■ **Supplied material**
★ ★ ★ ★ ★

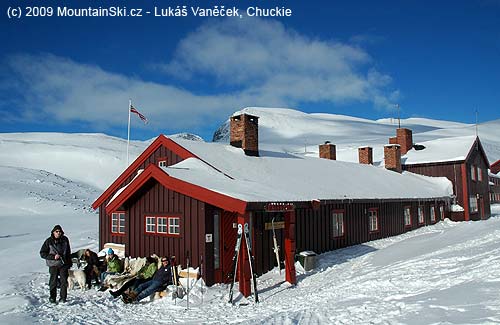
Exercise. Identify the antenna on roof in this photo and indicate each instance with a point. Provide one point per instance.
(477, 132)
(399, 117)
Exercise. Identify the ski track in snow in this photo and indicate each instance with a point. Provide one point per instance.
(380, 282)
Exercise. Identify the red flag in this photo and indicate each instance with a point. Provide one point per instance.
(135, 111)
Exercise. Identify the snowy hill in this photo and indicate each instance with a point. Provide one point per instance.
(294, 131)
(442, 273)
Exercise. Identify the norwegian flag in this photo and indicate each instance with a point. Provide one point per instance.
(135, 111)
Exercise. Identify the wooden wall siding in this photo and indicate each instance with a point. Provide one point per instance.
(314, 227)
(104, 220)
(265, 259)
(475, 187)
(155, 199)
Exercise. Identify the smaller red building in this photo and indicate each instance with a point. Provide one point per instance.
(460, 159)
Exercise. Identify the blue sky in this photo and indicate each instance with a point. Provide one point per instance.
(437, 59)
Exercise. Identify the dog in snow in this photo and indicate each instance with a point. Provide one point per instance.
(77, 276)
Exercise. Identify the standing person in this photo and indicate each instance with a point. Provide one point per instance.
(162, 277)
(92, 265)
(57, 254)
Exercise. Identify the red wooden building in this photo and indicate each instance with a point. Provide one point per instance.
(181, 197)
(460, 159)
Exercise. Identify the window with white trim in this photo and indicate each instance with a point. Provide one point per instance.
(421, 215)
(118, 223)
(473, 203)
(150, 224)
(161, 225)
(338, 223)
(373, 220)
(407, 216)
(174, 226)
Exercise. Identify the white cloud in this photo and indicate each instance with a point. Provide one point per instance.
(267, 64)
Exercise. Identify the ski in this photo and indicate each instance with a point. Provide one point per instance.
(251, 260)
(276, 248)
(235, 261)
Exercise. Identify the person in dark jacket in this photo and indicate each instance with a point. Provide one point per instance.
(92, 266)
(57, 254)
(162, 277)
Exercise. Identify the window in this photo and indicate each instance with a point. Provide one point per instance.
(174, 226)
(162, 225)
(150, 224)
(473, 203)
(407, 217)
(373, 220)
(421, 219)
(338, 223)
(118, 223)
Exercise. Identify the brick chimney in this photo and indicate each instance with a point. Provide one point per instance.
(404, 139)
(328, 151)
(245, 133)
(392, 157)
(365, 155)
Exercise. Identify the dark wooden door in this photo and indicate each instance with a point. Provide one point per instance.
(228, 241)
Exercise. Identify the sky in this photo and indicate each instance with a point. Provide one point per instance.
(438, 60)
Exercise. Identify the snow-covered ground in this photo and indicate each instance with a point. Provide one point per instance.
(446, 273)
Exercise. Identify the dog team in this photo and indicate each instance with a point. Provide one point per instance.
(144, 276)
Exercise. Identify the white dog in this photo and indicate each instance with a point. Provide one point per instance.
(77, 276)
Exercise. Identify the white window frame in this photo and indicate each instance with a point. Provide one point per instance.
(150, 224)
(337, 223)
(174, 225)
(373, 225)
(407, 216)
(118, 223)
(161, 225)
(421, 216)
(473, 204)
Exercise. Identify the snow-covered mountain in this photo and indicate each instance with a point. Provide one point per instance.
(290, 130)
(442, 273)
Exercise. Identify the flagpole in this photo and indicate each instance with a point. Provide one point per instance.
(128, 132)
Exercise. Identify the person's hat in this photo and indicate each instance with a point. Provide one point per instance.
(57, 227)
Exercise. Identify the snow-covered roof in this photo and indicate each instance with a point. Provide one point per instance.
(278, 176)
(440, 150)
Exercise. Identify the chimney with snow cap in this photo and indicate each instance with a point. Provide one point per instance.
(404, 139)
(365, 155)
(245, 133)
(392, 157)
(327, 151)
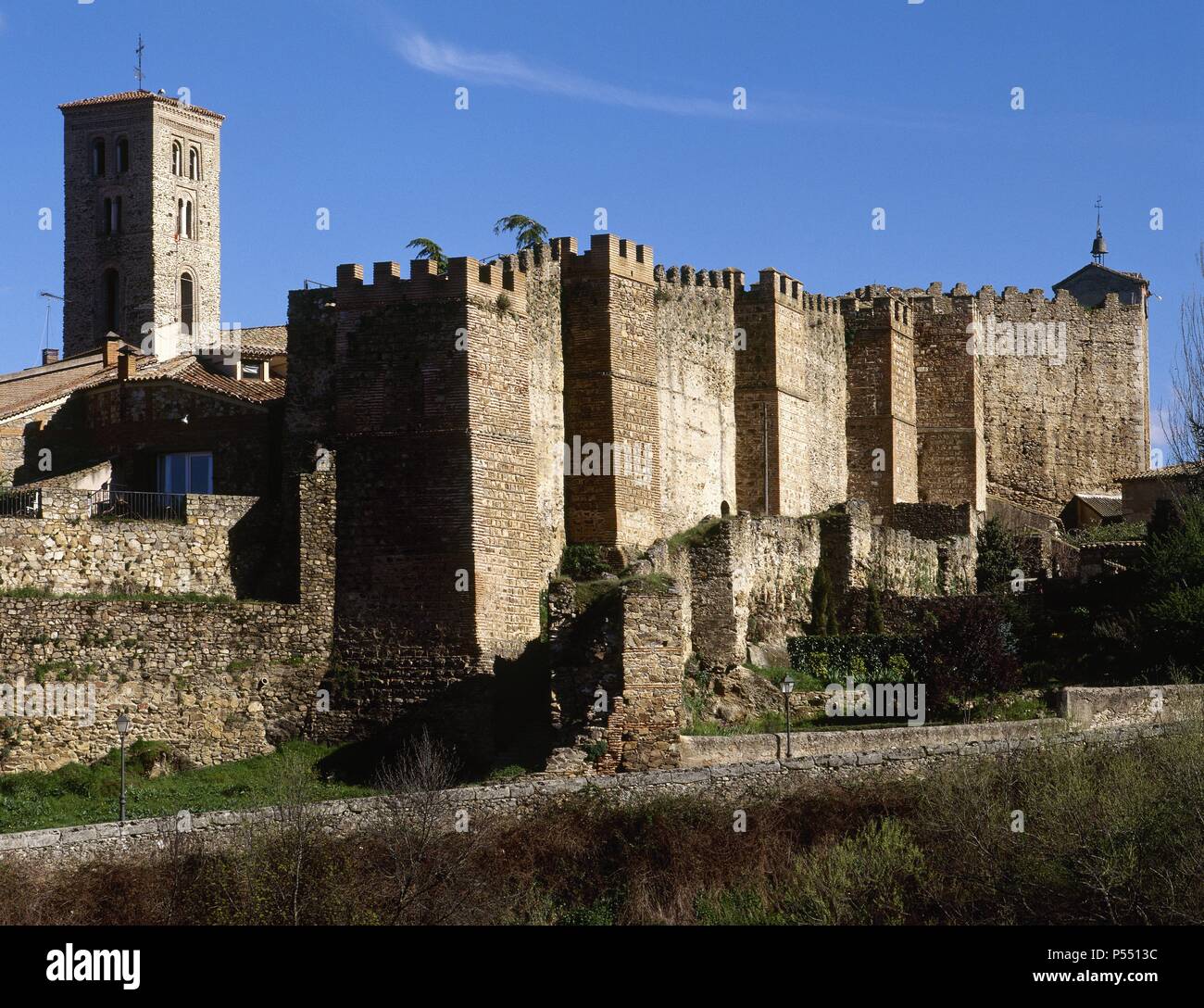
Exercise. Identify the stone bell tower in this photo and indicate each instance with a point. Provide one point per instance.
(143, 229)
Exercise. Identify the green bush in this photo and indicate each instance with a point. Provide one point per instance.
(822, 605)
(878, 658)
(998, 557)
(582, 561)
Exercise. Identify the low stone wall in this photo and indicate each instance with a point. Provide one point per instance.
(217, 681)
(868, 746)
(65, 551)
(1108, 706)
(734, 782)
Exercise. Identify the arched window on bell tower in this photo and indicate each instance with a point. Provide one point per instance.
(187, 304)
(97, 158)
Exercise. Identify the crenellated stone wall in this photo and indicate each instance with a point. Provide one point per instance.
(695, 384)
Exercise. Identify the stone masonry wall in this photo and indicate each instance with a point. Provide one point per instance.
(1058, 429)
(148, 256)
(217, 681)
(610, 390)
(695, 377)
(749, 579)
(542, 268)
(67, 551)
(949, 406)
(790, 398)
(882, 418)
(751, 779)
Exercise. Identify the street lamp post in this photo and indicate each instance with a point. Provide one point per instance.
(123, 729)
(787, 687)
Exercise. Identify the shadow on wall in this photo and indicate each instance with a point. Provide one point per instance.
(488, 720)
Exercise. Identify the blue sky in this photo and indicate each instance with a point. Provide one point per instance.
(851, 105)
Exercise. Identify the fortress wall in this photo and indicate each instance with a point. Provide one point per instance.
(218, 682)
(880, 425)
(508, 559)
(951, 464)
(610, 390)
(542, 269)
(695, 376)
(1056, 429)
(790, 398)
(438, 546)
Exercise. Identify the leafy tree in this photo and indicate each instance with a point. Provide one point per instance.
(528, 233)
(1173, 573)
(822, 606)
(998, 557)
(1184, 421)
(430, 249)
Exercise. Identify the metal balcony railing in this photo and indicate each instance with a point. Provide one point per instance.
(135, 505)
(20, 504)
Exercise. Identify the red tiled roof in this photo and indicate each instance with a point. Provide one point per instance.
(141, 96)
(1181, 469)
(24, 390)
(266, 340)
(189, 372)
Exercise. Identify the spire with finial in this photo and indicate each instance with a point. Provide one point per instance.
(137, 73)
(1098, 247)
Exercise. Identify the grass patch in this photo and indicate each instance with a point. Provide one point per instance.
(703, 530)
(77, 794)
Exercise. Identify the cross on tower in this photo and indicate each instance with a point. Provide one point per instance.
(137, 73)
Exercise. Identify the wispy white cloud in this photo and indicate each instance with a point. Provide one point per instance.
(509, 70)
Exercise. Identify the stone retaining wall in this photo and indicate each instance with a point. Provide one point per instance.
(1109, 706)
(65, 551)
(741, 780)
(870, 744)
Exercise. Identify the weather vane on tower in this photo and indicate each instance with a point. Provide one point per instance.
(1098, 247)
(139, 72)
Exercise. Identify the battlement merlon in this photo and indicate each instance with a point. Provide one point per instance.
(730, 280)
(878, 311)
(1016, 305)
(465, 278)
(610, 256)
(786, 290)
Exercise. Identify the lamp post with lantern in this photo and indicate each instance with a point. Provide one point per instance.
(787, 687)
(123, 729)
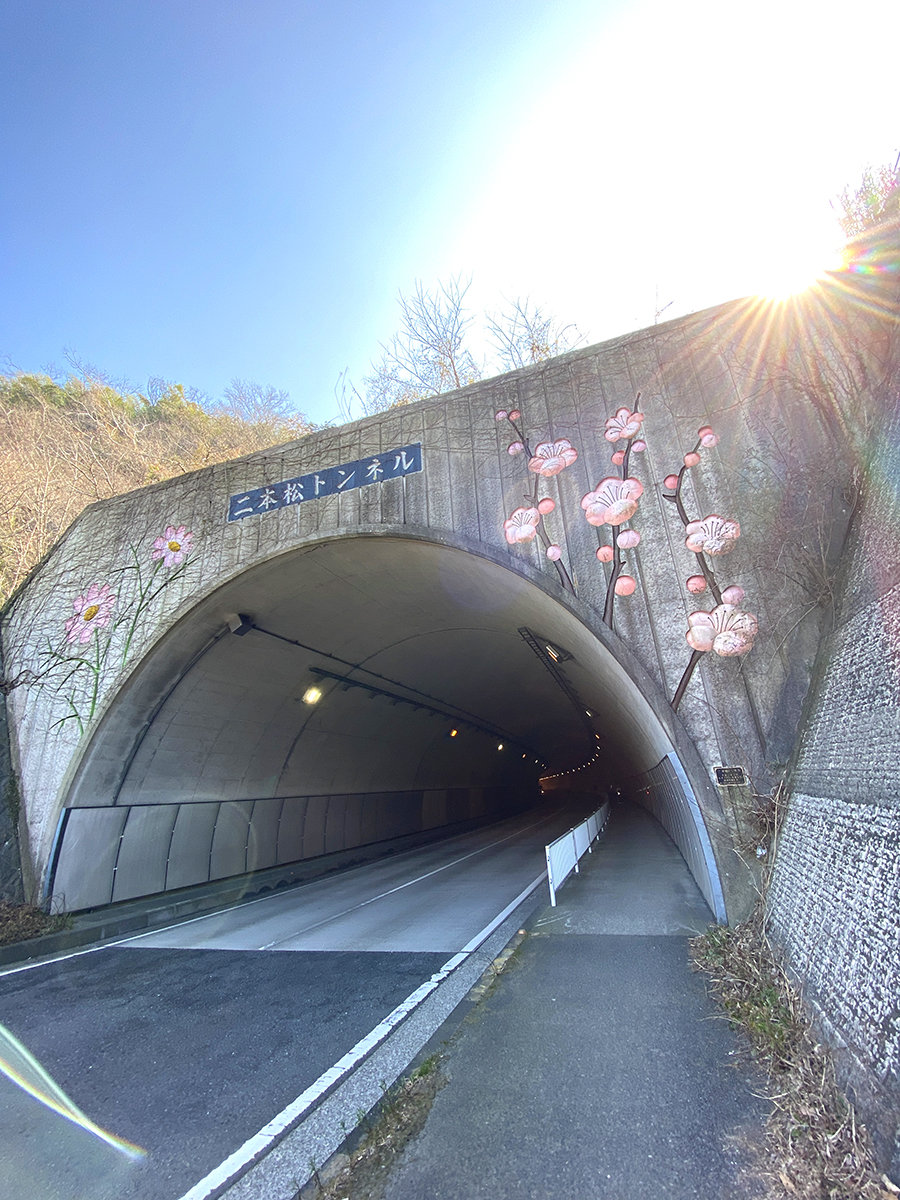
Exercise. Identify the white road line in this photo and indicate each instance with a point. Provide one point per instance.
(257, 1146)
(220, 912)
(363, 904)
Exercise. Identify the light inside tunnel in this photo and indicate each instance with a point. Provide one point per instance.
(209, 766)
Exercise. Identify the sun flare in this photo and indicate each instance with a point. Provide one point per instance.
(796, 264)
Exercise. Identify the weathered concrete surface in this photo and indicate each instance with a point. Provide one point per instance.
(203, 711)
(11, 875)
(178, 712)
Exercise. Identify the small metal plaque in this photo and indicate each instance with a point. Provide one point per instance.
(730, 777)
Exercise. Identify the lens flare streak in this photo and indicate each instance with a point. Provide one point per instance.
(18, 1065)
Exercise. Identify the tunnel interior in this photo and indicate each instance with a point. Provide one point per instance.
(352, 693)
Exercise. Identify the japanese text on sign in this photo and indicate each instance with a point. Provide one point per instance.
(330, 481)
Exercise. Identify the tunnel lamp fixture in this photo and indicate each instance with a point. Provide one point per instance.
(239, 623)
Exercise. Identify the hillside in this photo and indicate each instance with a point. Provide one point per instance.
(69, 444)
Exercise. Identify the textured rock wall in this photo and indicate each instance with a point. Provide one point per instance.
(835, 892)
(744, 372)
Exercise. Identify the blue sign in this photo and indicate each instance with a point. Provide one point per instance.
(330, 481)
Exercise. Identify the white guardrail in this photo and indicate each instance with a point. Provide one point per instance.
(563, 855)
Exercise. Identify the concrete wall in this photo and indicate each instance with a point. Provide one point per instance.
(727, 367)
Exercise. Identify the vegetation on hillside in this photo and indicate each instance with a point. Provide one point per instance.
(66, 444)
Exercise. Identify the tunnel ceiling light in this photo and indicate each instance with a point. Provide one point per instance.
(239, 623)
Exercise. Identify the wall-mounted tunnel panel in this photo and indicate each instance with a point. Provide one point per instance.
(427, 659)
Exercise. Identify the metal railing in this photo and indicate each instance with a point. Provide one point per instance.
(563, 855)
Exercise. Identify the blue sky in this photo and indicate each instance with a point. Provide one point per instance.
(208, 189)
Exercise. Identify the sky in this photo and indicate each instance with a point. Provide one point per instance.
(209, 190)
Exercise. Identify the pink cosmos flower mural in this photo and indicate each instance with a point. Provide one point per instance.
(93, 610)
(726, 630)
(712, 535)
(173, 545)
(624, 424)
(612, 502)
(521, 526)
(551, 457)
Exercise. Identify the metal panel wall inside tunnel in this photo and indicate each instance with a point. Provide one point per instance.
(665, 791)
(108, 855)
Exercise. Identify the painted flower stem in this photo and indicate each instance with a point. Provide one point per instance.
(531, 498)
(696, 655)
(618, 561)
(685, 521)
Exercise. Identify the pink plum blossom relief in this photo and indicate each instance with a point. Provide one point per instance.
(173, 545)
(726, 630)
(624, 424)
(712, 535)
(551, 457)
(521, 526)
(612, 502)
(93, 610)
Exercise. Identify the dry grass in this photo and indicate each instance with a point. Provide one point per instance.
(815, 1147)
(363, 1174)
(21, 922)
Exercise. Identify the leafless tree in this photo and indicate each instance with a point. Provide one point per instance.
(523, 335)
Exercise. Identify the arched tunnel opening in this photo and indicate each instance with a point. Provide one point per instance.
(357, 693)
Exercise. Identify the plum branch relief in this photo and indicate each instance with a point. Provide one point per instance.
(726, 629)
(100, 634)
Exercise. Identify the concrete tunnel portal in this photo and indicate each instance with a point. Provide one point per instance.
(448, 688)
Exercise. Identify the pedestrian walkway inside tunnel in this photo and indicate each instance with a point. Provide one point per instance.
(597, 1066)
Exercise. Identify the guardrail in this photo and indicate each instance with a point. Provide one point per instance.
(563, 855)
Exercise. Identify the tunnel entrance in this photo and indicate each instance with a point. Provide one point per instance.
(349, 693)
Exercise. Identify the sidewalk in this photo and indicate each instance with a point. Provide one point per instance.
(597, 1066)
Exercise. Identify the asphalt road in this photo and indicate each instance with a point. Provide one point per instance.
(189, 1041)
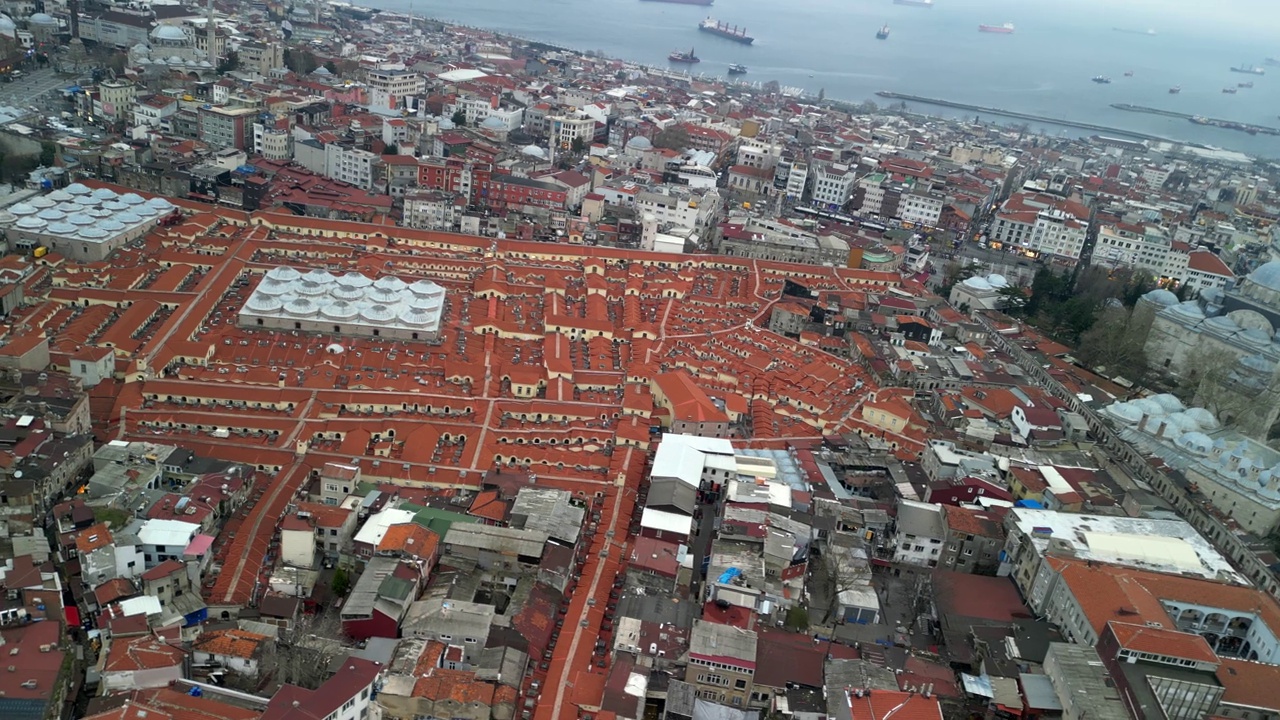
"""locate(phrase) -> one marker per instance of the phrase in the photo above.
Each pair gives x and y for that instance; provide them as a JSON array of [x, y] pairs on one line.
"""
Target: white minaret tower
[[648, 232], [211, 30]]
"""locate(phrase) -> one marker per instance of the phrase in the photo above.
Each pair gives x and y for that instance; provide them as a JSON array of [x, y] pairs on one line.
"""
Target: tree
[[1114, 345], [1013, 299], [672, 139], [229, 63], [341, 582], [302, 654], [839, 569]]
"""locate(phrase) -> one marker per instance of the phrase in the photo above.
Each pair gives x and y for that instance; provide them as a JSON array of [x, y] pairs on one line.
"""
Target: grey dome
[[169, 33], [1267, 276], [1189, 310], [1194, 442], [1160, 296], [1203, 418]]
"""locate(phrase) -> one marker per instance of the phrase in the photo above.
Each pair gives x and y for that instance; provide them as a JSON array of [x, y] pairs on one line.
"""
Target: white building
[[672, 206], [1042, 224], [433, 210], [920, 208], [161, 540], [352, 165], [272, 142], [920, 532], [832, 185]]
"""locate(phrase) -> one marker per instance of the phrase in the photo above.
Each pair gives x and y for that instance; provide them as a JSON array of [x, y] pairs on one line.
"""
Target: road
[[32, 90]]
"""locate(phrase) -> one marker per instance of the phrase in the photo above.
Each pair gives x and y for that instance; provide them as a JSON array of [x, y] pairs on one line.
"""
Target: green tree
[[1114, 345], [1013, 299], [341, 582]]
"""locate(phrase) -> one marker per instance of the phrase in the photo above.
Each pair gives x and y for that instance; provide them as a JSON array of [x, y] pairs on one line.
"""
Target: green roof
[[435, 519]]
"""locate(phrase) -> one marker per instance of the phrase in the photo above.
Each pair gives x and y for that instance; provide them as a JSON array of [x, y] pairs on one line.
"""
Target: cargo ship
[[681, 57], [731, 32]]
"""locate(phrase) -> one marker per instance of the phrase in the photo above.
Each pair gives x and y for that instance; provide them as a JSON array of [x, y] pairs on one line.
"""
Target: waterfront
[[936, 53]]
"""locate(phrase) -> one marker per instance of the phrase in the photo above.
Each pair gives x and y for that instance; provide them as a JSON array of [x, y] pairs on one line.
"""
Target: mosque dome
[[1194, 442], [1267, 276], [169, 33], [1160, 296]]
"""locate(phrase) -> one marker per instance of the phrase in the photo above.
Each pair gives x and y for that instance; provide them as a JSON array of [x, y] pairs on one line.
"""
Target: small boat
[[681, 57]]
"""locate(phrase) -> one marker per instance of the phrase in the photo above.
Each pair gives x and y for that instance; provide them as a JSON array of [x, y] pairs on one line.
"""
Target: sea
[[1043, 68]]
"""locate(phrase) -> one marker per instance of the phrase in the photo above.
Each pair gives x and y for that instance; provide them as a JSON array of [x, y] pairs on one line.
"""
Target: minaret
[[213, 36]]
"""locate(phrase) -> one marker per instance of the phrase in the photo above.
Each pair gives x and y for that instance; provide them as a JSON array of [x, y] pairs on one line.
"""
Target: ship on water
[[731, 32], [681, 57]]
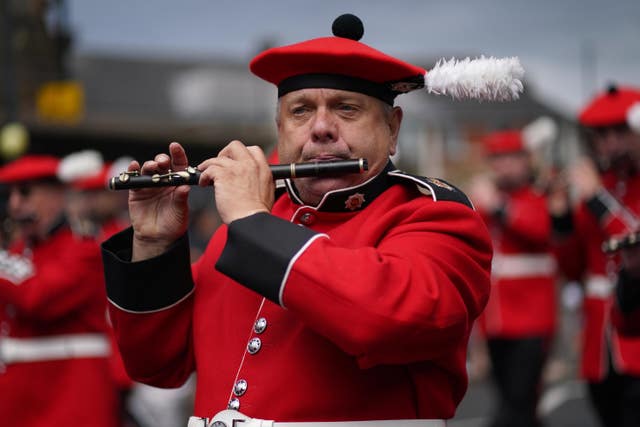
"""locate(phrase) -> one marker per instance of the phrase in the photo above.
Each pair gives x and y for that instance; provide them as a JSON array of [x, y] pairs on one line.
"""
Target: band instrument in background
[[621, 242], [191, 175]]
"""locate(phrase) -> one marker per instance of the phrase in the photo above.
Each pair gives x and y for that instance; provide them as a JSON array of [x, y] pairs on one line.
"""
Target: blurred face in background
[[615, 147], [511, 170], [330, 124], [35, 207]]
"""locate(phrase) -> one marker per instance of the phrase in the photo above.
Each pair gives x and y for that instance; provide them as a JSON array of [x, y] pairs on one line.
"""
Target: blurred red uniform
[[609, 206], [520, 318], [54, 346]]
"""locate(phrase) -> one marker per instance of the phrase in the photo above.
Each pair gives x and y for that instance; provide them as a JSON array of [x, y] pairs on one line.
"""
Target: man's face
[[330, 124], [35, 207]]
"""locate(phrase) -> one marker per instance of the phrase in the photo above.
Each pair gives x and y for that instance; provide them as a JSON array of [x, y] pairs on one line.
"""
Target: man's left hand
[[242, 181]]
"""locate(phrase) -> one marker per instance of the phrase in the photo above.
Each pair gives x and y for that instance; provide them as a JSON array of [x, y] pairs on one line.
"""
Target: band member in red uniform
[[53, 344], [349, 297], [608, 187], [520, 319]]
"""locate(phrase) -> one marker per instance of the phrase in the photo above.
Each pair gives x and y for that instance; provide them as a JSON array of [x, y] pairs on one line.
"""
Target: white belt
[[505, 266], [231, 418], [57, 347], [599, 287]]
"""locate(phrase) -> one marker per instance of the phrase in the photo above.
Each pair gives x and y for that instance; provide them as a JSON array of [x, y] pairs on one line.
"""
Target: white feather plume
[[492, 79], [81, 164], [540, 133], [633, 117]]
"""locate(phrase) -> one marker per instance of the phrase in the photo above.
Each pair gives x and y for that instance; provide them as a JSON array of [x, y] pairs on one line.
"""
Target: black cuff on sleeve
[[148, 285], [597, 207], [500, 214], [258, 251], [628, 292], [562, 224]]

★ ★ ★ ★ ★

■ **Exercise goal**
Set down exactly the line that holds "Target: white feather plume" and all lines after it to the end of the data.

■ **Task response**
Target: white feather plume
[[492, 79], [81, 164], [540, 133], [633, 117]]
"""locate(phrase) -> one marker per instance of the phrase in the photo above.
Each pair gives x and y for that instance; provide them as a JSON array of [x, y] pairs on one line.
"""
Target: black cuff on sleeve
[[148, 285], [597, 207], [500, 214], [258, 251], [628, 292], [562, 224]]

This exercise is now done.